* **Work task 1**
In the text on ovarian cancer and weight gain, which hormones can too much body fat raise to high levels?
* **Work task 2**
Translate this sentence from the text on ovarian cancer and weight gain into Spanish: "Being overweight or obese raises your chances for many types of cancer."
* **Work task 3**
Rewrite as a bulleted list the paragraph of the text on ovarian cancer and weight gain that begins "You can have ovarian cancer," keeping its main facts.

* **Selected text**
----------

Ovarian Cancer and Weight Gain

Medically Reviewed by Minesh Khatri, MD on May 14, 2023
3 min read

You can have ovarian cancer but have few or no symptoms in the early stages. One of the warning signs that you may overlook is weight gain. The extra pounds are both a risk factor for getting ovarian cancer as well as a side effect from the disease or its treatments.

Being overweight or obese raises your chances for many types of cancer. That clearly includes ovarian cancer. Too much fat in your body can lead to high levels of hormones such as estrogen and insulin that fuel cancerous tumors or help them spread. The extra weight also may cause inflammation or interfere with how cells and blood vessels grow.

----------

Dataset excerpts:

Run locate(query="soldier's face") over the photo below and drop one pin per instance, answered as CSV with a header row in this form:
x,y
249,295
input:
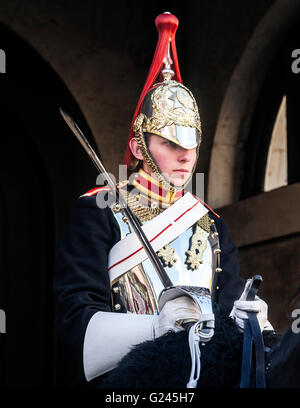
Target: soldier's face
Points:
x,y
174,162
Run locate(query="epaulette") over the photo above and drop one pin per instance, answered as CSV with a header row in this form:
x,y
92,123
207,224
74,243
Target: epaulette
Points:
x,y
96,190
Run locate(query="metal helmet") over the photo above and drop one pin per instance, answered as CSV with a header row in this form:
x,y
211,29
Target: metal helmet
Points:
x,y
167,109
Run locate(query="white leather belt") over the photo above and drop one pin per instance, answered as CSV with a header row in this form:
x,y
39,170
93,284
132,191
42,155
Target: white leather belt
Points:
x,y
167,226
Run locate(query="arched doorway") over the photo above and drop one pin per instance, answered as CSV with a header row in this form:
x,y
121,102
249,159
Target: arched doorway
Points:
x,y
264,225
43,170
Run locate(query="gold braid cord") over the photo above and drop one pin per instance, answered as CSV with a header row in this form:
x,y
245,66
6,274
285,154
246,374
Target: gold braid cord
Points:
x,y
167,253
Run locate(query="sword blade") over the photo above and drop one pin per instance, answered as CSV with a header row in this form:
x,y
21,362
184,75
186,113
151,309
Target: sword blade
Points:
x,y
124,207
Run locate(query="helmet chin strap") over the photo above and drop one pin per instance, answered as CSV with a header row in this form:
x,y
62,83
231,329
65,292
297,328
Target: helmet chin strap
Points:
x,y
155,168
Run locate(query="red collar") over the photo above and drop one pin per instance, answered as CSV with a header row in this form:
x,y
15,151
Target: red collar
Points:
x,y
151,188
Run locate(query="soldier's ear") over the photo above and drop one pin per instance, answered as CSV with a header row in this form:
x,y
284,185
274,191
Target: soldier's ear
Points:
x,y
135,150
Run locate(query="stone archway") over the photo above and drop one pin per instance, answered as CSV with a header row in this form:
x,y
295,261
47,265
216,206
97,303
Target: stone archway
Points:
x,y
43,170
238,105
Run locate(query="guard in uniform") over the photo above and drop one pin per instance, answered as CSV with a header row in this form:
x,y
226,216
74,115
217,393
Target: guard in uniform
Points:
x,y
106,291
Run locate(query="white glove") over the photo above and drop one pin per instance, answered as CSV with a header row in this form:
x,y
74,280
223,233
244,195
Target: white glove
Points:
x,y
174,313
109,336
242,306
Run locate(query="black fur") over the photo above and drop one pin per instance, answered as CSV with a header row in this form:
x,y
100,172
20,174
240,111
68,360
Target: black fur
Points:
x,y
165,362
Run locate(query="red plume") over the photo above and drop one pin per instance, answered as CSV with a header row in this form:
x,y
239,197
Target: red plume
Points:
x,y
166,25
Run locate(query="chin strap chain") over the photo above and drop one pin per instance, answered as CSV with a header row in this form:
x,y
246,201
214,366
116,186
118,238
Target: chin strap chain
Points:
x,y
197,334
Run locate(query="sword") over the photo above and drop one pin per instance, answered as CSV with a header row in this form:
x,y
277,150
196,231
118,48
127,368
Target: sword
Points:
x,y
134,222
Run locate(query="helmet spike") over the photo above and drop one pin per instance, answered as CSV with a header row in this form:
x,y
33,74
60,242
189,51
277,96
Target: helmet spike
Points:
x,y
166,25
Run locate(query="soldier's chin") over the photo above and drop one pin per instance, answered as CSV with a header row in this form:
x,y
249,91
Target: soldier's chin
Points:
x,y
179,180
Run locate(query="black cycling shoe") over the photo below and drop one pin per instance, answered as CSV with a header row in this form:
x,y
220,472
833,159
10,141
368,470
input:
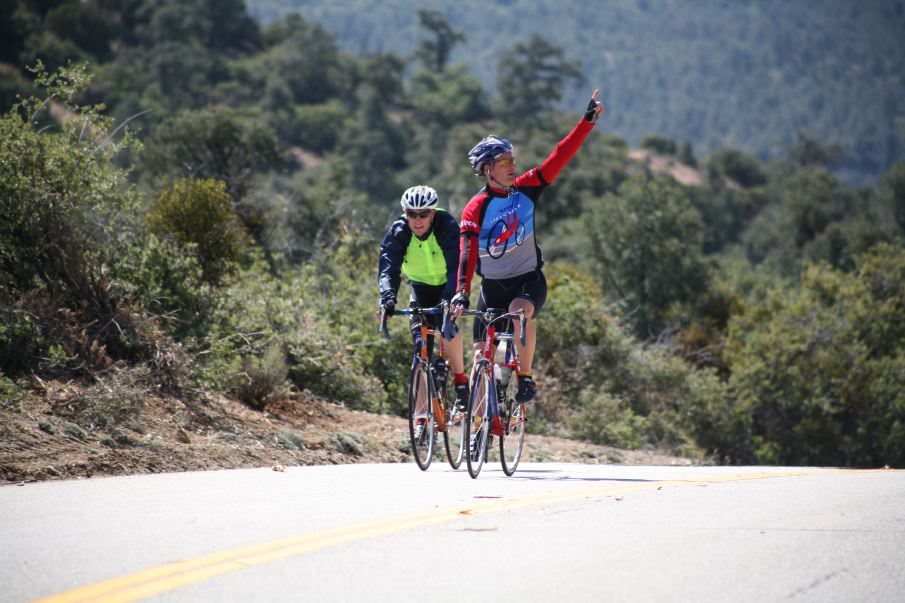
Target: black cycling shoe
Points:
x,y
461,397
527,389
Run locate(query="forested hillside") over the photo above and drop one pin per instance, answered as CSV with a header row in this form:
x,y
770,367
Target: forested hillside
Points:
x,y
192,200
745,75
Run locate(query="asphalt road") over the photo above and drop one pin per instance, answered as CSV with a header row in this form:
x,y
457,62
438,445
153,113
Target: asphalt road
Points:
x,y
392,533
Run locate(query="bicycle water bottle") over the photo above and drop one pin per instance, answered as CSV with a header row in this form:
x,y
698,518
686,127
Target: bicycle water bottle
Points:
x,y
502,372
440,371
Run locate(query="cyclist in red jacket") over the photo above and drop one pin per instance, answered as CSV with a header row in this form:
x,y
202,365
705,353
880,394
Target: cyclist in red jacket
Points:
x,y
498,235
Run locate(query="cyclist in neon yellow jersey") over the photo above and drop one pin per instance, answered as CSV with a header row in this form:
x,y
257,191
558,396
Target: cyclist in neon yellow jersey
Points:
x,y
423,244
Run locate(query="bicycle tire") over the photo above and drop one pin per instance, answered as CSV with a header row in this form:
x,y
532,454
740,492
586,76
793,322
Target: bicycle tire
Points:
x,y
421,385
477,427
454,436
514,416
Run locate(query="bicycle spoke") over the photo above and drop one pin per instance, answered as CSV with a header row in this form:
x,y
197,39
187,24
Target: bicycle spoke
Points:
x,y
422,432
477,423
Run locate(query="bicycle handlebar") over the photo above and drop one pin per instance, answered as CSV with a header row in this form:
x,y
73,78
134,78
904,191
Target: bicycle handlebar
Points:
x,y
494,314
410,311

----------

* **Task result 1**
Estrogen and insulin.

* **Task result 2**
Tener sobrepeso u obesidad aumenta sus probabilidades de padecer muchos tipos de cáncer.

* **Task result 3**
- Early-stage ovarian cancer may cause few or no symptoms.
- Weight gain is a warning sign that may be overlooked.
- Extra weight is a risk factor for ovarian cancer and also a side effect of the disease or its treatments.